Le ministère des Solidarités et de la Santé vient de lancer une campagne nationale de sensibilisation à la sécurité informatique. Après les épisodes rencontrés par Ramsay GDS et le CHU de Rouen, l’initiative apparaît loin d’être superflue.

Le ministère des Solidarités et de la Santé a lancé, ce jeudi 28 novembre, une campagne sectorielle de sensibilisation aux enjeux de cybersécurité. Cela pouvait difficilement mieux tomber : le CHU de Rouen a dû fonctionner au ralenti durant quelque temps, à la suite d’une compromission par rançongiciel. Le groupe Ramsay Générale de Santé (GdS) a connu la même mésaventure dans le courant de l’été. La situation globale, sur le terrain, apparaît loin d’être rassurante.

Le dossier de presse publié pour le lancement de la campagne nationale l’indique lui-même, en filigrane, avec force euphémismes. On peut ainsi ici lire que « les 3 036 établissements de santé présents sur tout le territoire sont loin de présenter la même compréhension des problématiques de sécurité numérique ». Et si « une partie d’entre eux ont déjà élevé leur niveau d’alerte et construit leurs dispositifs de réaction », on ne saura rien de ce qu’il faut effectivement comprendre à travers ces termes.

Un indice, peut-être : Rémi Heym, directeur de la communication du CHU de Rouen, assurait récemment à nos confrères de TIC Santé, qu’aucune nouvelle mesure de protection n’était à l’ordre du jour. Selon lui, l’établissement est « déjà à un très haut niveau de sécurité ». Tout au plus, à l’entendre, faudra-t-il « mettre des coups de tournevis à droite, à gauche, vérifier quelques paramètres ». L’argument ne convainc pas forcément : détecter un ransomware à son déclenchement relève de l’évidence. Et survient trop tard.

» Consignes de travail: Reprenez l'article sur la campagne de cybersécurité du ministère de la Santé et poursuivez-le à partir de sa dernière phrase. Les données qui viennent ensuite forment un matériau distinct de l'article.

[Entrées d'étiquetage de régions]
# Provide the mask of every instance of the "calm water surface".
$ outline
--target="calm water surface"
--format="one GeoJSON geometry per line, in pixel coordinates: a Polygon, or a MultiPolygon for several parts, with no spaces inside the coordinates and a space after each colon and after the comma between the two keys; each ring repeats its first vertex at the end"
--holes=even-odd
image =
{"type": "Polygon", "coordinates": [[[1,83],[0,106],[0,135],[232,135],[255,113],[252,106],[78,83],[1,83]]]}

» Réponse attendue:
Et justement, la détection est essentielle, mais n’a rien d’évident. Un consultant spécialisé l’assure ainsi : « qu’il y ait des incidents non détectés, il n’y a absolument aucun doute à ce sujet ». Et les raisons à cela ne manquent pas, entre priorités – notamment à la disponibilité des données – et ressources : « faire matcher budget et [sécurité des systèmes d’information] “basique” dans le secteur de la santé, c’est déjà parfois un cauchemar, donc parler SOC/SIEM, gestion efficace des tickets, et détection des incidents de sécurité, pour certains, c’est stratosphérique, hélas ».

Le sujet n’est pas nouveau. En juin 2018, à l’occasion de la publication des résultats d’une étude du Club de la sécurité de l’information français (Clusif) sur les menaces et pratiques de sécurité en France, Rémi Tilly, RSSI du groupement de coopération sanitaire (GCS) Sesan, le relevait ainsi : « oui, il est possible que certains établissements subissent des attaques dont ils n’ont aucune connaissance », et « les fuites de données, s’il y en avait, beaucoup ne sauraient pas trop les voir », faute de centre de sécurité opérationnelle (SOC) ou même de consolidation des journaux d’activité, « du moins dans un nombre suffisant d’établissements ».

Pour autant, depuis l’automne 2017, les établissements de santé doivent déclarer « sans délai » les incidents de sécurité dits « graves », à savoir ceux qui ont « des conséquences potentielles ou avérées sur la sécurité des soins », « la confidentialité ou l’intégrité des données de santé », ou encore « portant atteinte au fonctionnement normal de l’établissement, de l’organisme, ou du service ». Mais comment signaler ce que l’on ne détecte pas… ou ce que l’on ne veut pas déclarer de peur de ternir son image ?

Le problème est évoqué par le dossier de presse du ministère. On peut ainsi y lire qu’entre « 10 et 15 % des établissements ont établi des déclarations et, en proportion, ce sont les établissements publics qui sont le plus enclins au signalement des incidents ». La faute, notamment, à la crainte d’atteintes à l’image.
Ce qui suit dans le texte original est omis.